# [COMPLETE THE FOLLOWING]
1) List every person named by first name in the text about the Graphics class below.
2) In the text about the Graphics class below, condense the paragraph that begins "Usually Ed took my sarcasm" into a shorter version that keeps its main facts.

Ed was one of the stronger designers in the class, which was all the more remarkable because he’d switched into the class (claiming that he’d missed working with me, in a blatant attempt to appeal to the sensitive side of me that he should have known barely existed) towards the end of Year 9, missing out on a lot of the theory and warm up work I did with the students to get them ready of their exam work. While not exactly a natural as such, as he really had to work on some of his designs, Ed did have an eye for Graphics, and I was always happy (and, I admit, a little smug) to report to my Head of Department and Senior Manager in data meetings that Ed was one of the students who was working well above his predicted targets.
Usually Ed took my sarcasm in good humour, but he also had a moment or two, which I can only attribute to the pressure of Year 11 getting to him. Because I knew a lot of these students quite well (I just did a quick count, and nearly half of this Graphics group had been in my REAL group), I could see how the year was effecting them, and the approach of the exams was turning a lot of them into nervous wrecks. While all the revision sessions, support and Intervention was aimed at giving them all the preparation they needed to do well in their exams, it also put a huge amount of pressure on them, and not all of them were dealing with it all that well. In an atmosphere like this, if a student had a moment and snapped, even I knew better than to snap back, and all I could do was to listen and then try and calm him down a bit.
Lastly there was Michael. Calm, solid, eternally hard-working Michael, who was a joy to have in the class. I must have heaved the biggest sigh of relief in the universe on the day when Michael decided to move away from the dead-zone that was Charlie and Spencer and move into Alfie's spot instead, as this allowed him to work better and prevented me from committing murder.
Yet another of my ex-REAL group, Michael was a lovely guy who always tried his hardest.

# [DATA LINES]
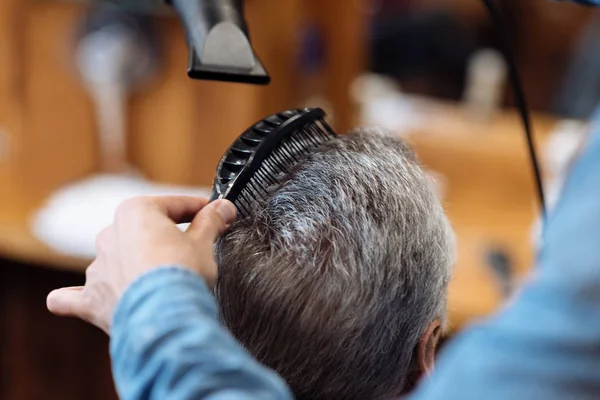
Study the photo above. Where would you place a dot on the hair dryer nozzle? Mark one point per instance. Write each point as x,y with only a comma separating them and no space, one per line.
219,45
---
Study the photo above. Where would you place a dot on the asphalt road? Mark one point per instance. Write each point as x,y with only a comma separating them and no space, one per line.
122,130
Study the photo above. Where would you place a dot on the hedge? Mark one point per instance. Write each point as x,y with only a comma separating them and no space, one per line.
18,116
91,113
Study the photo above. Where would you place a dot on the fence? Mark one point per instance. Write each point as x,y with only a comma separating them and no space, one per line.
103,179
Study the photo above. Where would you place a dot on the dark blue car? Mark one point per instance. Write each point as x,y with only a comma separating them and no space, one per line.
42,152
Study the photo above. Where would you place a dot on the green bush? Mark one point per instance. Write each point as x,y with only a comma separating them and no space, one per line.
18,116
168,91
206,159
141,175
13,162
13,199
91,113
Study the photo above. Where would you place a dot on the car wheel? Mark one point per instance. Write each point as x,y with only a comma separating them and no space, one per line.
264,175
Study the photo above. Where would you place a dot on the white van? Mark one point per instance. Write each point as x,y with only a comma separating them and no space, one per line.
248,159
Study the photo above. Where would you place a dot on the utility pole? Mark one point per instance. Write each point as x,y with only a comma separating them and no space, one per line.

# [ANSWER LIST]
1) Ed, Michael, Charlie, Spencer, Alfie

2) Ed usually took the sarcasm well but occasionally cracked under the pressure of Year 11. Nearly half of the Graphics group had been in the writer's REAL group. That familiarity made it clear how the approaching exams were turning many students into nervous wrecks. Revision sessions, support and Intervention were meant to prepare them, but they also added heavy pressure that not everyone handled well. When a student snapped, the right response was not to snap back but to listen and help him calm down.